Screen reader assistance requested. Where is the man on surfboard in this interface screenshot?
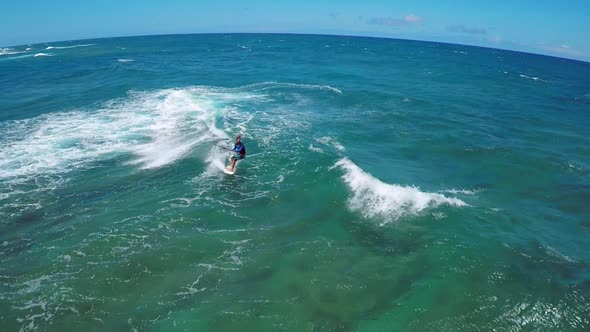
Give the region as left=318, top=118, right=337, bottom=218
left=230, top=135, right=246, bottom=172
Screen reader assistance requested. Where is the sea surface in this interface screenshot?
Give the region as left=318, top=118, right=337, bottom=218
- - -
• Your task:
Update the data above, replacing "interface screenshot" with "photo" wherever it occurs and keeping everything else the same. Leave the pictures out of your answer.

• Written response:
Screen reader assistance requested. Where is the man on surfboard in this photo?
Give the region as left=318, top=118, right=337, bottom=218
left=230, top=135, right=246, bottom=172
Screen reader assistance requested. Where is the sea surface in this photo?
Give the region as left=318, top=118, right=337, bottom=218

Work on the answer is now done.